▶ _What to produce_:
When you output the records, match them exactly and omit any picture they include.
::: Materials provided :::
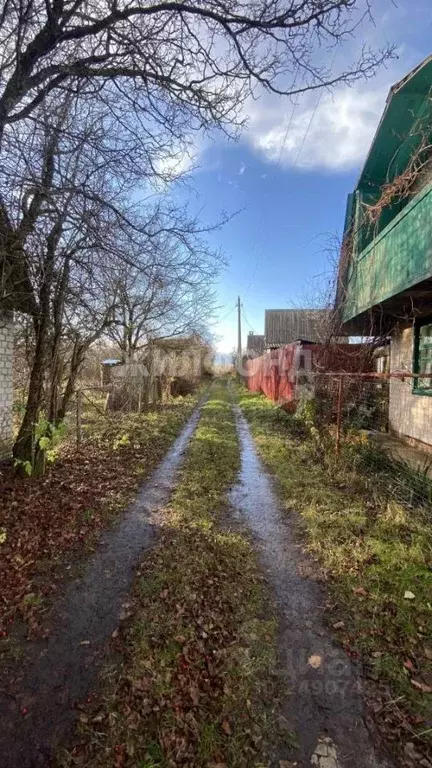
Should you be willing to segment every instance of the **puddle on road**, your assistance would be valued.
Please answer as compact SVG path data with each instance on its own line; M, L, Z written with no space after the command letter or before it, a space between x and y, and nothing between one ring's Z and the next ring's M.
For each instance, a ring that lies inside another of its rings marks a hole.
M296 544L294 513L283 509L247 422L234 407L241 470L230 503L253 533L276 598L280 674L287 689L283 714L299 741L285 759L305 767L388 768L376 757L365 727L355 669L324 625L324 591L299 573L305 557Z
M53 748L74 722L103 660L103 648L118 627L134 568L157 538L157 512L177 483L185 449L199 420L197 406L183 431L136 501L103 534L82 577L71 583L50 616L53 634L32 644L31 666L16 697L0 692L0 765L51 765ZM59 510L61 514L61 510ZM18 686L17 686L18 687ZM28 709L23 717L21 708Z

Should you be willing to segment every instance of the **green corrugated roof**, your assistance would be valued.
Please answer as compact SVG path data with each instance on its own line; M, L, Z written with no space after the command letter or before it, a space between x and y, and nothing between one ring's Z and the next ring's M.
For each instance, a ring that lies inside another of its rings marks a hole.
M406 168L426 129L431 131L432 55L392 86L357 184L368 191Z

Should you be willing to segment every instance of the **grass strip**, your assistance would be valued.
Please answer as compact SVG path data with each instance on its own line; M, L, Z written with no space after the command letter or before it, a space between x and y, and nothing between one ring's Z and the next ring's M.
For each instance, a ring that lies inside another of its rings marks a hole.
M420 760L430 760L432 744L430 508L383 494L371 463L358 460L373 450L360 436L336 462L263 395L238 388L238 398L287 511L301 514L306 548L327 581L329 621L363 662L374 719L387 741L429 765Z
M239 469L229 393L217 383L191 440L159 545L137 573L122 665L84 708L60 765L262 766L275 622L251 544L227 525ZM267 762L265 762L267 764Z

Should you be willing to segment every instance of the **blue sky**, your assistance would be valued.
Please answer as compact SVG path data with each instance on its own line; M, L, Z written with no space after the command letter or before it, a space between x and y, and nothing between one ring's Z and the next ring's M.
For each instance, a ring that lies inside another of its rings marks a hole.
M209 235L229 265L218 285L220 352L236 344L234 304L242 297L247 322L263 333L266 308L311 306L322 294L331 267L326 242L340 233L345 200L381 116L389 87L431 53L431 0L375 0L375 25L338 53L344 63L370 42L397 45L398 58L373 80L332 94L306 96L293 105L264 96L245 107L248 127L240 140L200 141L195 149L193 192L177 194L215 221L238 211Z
:::
▶ _Task output_:
Should you be willing to segment every instance of the **puddle on road**, your assistance would be valued.
Please answer as compact SVG path data with each instance on its own line; M, L, Z written with no space after the command letter or before it, a space between x and y, and nothing between one ring's Z and the next ring's M.
For each instance, a ring that lies inside another of its rings marks a hole.
M296 544L294 513L283 509L247 422L234 407L241 470L230 503L253 533L276 598L280 674L287 689L283 714L299 741L285 759L305 767L388 768L376 757L365 727L355 669L324 625L324 591L299 573L305 557Z
M53 748L74 722L103 660L103 648L118 627L134 568L157 538L157 512L177 483L185 449L199 420L197 406L183 431L136 501L103 534L82 577L71 583L50 616L53 634L32 644L31 666L16 697L0 692L0 765L51 765ZM59 510L61 514L61 510ZM18 686L17 686L18 687ZM28 709L23 717L21 708Z

Should you be willing to segment every instance of the **green corrugated roof**, your assistance would be valued.
Please answer as compact SVG path data with each instance on its own line; M, L, Z written with no space after the command letter or before it, a space between x and y, and nothing between one ring's Z and the next ring's M.
For each instance, a ring that lies inside another of its rings marks a hole.
M406 168L426 129L431 131L432 55L392 86L357 184L368 191Z

Should you be willing to segment every instance of the **grass strip**, your assistance would be valued.
Please answer as compact SVG path data with each instance on its own line; M, L, Z written with no space after the command letter or before it, a space between x and y, and nothing between one ring's Z and the next ring's M.
For each instance, a ring that lies inside another of its rings marks a hole.
M420 760L430 760L432 744L430 508L383 494L371 463L358 460L373 450L360 436L336 462L263 395L238 388L238 398L287 511L301 514L306 548L327 581L329 621L363 662L374 719L387 741L429 765Z
M239 469L229 393L217 383L191 440L159 545L137 573L122 665L84 708L60 765L262 766L275 622L251 544L227 525ZM267 762L265 762L267 764Z

Should you be willing to segment every instance of the **blue sky**, your assistance would be valued.
Please answer as compact SVG path data with each instance on its own line; M, L, Z written with no space after the command letter or before it, a space between x and y, and nothing between one ring's Z and the next ring's M.
For each instance, a ring that lies inside another of its rings marks a hole.
M209 235L229 265L218 285L220 352L236 344L234 304L242 297L247 322L263 333L266 308L311 306L322 294L331 267L326 242L340 233L345 200L381 116L389 87L431 53L431 0L375 0L375 25L338 53L344 63L370 42L397 45L398 58L373 80L332 94L306 96L293 105L264 96L245 107L248 127L240 140L200 141L195 149L193 192L177 194L215 221L238 211Z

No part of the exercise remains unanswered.